** Opening PASSAGE TO READ block **
Condominium ownership requires more scrutiny
For companies, condominium ownership is not just a matter of location, but also a shared risk. With the Federal Council’s message of May 13, 2026, renovation funds, quorum requirements, and clear rules for new construction are coming even more into focus.
When an SME purchases or owns a unit in a condominium, it is investing not only in space but also in the quality of an entire community. This is precisely where the often-underestimated risk lies: renovations, regulations, meeting minutes, and the status of the renovation fund can have a greater impact on the economic value of a medical practice, an office, or a rented unit than the fit-out behind one’s own door.
This is a timely issue. On May 13, 2026, the Federal Council adopted the dispatch on the revision of the Condominium Act. The proposed changes are targeted adjustments intended primarily to alleviate known practical problems. These include clearer rules for establishing condominium ownership in buildings not yet constructed, a right to sue for the creation of a renovation fund, and more precise tools for dealing with obstructive or non-paying owners.
Renovations Affect the Community
This is particularly relevant for owners of commercial properties, as major work on the roof, facade, building services, or heating systems cannot be decided on an individual basis. Many homeowners’ associations are facing investments in replacement heating systems, the building envelope, solar panels, or charging infrastructure. If the renovation fund lacks the necessary capital, special assessments often follow. For companies with multiple units or tight cash flow planning, this can quickly tip the balance of their investment calculations.
This also shifts the focus of due diligence. Before a purchase or a change of use, it’s not enough to simply look at location, price, and the mix of spaces. The decisive factors are the bylaws, house rules, minutes from recent years, maintenance plans, insurance policies, and any unresolved conflicts. Particularly with mixed-use properties, customer traffic, deliveries, signage, or short-term rentals may be prohibited internally, even though such uses would be permitted under public law.
** Closing PASSAGE TO READ block **
** Opening DATA LISTING block **
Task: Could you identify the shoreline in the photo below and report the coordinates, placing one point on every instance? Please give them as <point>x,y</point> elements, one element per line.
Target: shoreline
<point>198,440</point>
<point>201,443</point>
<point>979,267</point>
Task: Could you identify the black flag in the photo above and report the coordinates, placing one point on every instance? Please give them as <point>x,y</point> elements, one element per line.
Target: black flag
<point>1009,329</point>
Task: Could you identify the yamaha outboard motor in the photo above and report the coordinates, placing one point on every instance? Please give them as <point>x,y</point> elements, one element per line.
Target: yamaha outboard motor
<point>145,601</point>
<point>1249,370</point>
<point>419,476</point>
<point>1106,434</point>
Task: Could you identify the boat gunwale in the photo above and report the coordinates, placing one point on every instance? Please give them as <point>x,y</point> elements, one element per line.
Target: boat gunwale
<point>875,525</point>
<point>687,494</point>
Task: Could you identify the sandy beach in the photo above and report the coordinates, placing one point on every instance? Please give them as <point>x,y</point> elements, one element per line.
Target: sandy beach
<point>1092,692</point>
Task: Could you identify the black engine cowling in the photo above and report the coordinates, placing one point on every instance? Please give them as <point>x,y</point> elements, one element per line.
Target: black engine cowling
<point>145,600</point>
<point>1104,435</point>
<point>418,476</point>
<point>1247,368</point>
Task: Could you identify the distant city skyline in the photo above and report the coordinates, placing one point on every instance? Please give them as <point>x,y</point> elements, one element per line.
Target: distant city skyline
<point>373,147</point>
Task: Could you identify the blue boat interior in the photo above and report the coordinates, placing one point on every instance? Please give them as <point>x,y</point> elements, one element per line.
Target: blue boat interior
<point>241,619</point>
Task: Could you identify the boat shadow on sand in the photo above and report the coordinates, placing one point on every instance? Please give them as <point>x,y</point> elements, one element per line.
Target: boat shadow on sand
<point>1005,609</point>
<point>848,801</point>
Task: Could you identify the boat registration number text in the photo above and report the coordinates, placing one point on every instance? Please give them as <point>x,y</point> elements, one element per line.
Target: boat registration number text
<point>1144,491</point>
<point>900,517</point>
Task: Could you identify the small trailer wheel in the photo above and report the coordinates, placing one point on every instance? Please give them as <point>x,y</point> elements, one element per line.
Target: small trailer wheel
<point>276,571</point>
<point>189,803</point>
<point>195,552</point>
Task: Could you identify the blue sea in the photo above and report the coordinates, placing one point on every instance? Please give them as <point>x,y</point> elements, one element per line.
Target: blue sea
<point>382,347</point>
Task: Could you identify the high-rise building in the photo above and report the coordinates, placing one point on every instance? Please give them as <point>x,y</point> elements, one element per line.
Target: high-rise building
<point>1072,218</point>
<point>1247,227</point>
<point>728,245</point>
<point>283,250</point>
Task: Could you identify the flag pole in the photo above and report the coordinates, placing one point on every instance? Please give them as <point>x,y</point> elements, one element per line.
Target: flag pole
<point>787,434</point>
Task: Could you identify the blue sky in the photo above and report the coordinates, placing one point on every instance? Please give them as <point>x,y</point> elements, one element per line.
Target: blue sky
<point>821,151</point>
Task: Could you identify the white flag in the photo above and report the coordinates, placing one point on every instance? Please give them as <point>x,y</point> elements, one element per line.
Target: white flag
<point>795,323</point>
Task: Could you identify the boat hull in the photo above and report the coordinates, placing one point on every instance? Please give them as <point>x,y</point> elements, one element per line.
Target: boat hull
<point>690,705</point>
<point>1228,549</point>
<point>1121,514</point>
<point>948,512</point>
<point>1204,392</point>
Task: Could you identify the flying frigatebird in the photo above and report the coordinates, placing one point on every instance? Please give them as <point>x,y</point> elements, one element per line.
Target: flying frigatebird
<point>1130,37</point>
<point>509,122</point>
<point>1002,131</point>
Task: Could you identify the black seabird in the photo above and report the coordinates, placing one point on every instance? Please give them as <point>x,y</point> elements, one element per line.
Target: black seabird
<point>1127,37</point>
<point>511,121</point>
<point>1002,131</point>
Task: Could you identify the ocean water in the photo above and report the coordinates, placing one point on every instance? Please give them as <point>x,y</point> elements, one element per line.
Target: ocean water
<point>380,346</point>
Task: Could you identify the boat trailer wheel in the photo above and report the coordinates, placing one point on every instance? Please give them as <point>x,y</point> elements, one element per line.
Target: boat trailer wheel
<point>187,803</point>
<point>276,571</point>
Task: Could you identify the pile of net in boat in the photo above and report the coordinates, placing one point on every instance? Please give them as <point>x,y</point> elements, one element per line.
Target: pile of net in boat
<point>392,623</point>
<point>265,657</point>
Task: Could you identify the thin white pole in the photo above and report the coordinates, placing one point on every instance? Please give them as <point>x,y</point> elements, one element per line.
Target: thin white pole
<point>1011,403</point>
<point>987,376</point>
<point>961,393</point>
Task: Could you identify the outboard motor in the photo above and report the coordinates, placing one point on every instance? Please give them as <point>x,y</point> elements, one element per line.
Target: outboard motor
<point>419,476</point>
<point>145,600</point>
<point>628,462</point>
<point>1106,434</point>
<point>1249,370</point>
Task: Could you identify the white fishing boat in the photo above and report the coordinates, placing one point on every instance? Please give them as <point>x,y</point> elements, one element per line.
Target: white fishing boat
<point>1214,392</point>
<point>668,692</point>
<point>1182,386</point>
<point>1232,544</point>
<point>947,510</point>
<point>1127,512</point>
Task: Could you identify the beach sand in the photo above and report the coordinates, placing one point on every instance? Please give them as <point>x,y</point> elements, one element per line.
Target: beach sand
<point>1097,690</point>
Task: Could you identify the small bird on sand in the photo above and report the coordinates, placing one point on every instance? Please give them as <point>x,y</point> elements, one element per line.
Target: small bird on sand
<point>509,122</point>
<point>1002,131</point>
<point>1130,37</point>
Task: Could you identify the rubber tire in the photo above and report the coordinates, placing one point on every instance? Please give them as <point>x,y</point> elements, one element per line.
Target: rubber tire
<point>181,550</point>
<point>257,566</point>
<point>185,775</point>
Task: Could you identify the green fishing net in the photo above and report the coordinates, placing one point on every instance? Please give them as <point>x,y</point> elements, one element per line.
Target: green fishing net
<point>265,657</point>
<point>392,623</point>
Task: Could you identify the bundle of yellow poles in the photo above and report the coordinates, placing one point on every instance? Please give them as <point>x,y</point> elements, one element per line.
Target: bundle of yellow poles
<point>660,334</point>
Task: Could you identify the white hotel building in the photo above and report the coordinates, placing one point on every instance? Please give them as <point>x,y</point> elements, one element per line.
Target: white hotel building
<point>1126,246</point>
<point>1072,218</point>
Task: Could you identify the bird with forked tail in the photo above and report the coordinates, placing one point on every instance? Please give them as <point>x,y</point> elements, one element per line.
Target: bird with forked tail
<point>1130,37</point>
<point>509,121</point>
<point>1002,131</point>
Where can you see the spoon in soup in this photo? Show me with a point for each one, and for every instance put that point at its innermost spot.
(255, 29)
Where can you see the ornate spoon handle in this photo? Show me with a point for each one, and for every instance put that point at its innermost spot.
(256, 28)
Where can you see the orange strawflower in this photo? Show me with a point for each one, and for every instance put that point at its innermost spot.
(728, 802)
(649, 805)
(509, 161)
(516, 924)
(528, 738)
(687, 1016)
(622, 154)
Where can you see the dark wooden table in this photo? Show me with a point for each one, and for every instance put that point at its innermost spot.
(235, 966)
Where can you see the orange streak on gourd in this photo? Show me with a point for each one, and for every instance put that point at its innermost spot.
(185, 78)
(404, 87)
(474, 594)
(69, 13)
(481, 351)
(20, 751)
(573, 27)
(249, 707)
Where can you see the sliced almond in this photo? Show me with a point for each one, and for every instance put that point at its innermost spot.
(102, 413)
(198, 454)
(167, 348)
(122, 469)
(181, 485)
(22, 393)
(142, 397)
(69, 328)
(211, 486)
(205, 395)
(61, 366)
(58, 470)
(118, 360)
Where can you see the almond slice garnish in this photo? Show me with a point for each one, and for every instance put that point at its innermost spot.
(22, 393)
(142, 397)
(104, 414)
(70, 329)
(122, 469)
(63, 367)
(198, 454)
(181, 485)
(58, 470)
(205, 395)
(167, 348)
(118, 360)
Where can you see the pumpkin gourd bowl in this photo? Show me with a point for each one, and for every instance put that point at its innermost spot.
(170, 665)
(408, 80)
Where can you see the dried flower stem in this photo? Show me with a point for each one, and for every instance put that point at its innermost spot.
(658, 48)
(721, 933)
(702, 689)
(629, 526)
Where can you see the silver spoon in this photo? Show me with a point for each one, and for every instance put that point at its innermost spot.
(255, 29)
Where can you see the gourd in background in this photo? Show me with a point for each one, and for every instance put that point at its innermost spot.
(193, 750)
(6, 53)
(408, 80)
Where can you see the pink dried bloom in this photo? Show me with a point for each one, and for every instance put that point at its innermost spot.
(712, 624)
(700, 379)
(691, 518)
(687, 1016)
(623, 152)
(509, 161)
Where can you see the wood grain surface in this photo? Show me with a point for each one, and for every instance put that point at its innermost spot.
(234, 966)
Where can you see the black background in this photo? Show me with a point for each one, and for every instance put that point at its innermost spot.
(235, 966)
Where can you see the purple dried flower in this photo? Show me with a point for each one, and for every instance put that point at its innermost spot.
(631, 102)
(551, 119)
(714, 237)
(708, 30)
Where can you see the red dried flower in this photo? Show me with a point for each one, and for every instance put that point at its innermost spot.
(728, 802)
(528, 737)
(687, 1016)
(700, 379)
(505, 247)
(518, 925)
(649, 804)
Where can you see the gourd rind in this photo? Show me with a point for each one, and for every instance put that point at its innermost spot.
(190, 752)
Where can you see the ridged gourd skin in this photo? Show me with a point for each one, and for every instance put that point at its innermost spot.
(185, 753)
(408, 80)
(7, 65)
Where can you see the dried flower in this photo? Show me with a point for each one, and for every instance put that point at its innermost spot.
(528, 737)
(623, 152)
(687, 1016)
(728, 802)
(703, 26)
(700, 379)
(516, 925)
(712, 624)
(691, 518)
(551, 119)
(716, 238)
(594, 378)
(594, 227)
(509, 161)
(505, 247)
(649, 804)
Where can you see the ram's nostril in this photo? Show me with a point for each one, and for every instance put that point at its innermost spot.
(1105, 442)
** Closing DATA LISTING block **
- _EXERCISE_
Continue the article on condominium ownership for companies from the point where it stops.

- _ANSWER TO THE PROBLEM_
Revision Enhances Practical Applicability
According to available information, the revision is not aimed at a systemic change but at addressing specific weaknesses. For new construction projects, the establishment of condominium ownership prior to the building’s completion is to be regulated more explicitly. This is important for developments involving off-plan sales, as discrepancies between the floor plan, building specifications, and actual construction regularly create potential for disputes. At the same time, long-term maintenance is taking center stage. The renovation fund is thus shifting even more clearly from a voluntarily maintained reserve to a strategic focus area.
For business owners, the implication is clear: owners’ meetings are not a formality but part of asset management. Anyone who uses condominium ownership as a business location, investment, or succession plan should define responsibilities internally, review decisions early on, and evaluate the management team’s ability to plan over multiple years and ensure high-quality implementation. In condominium ownership, the community is not a side issue—it is part of the product.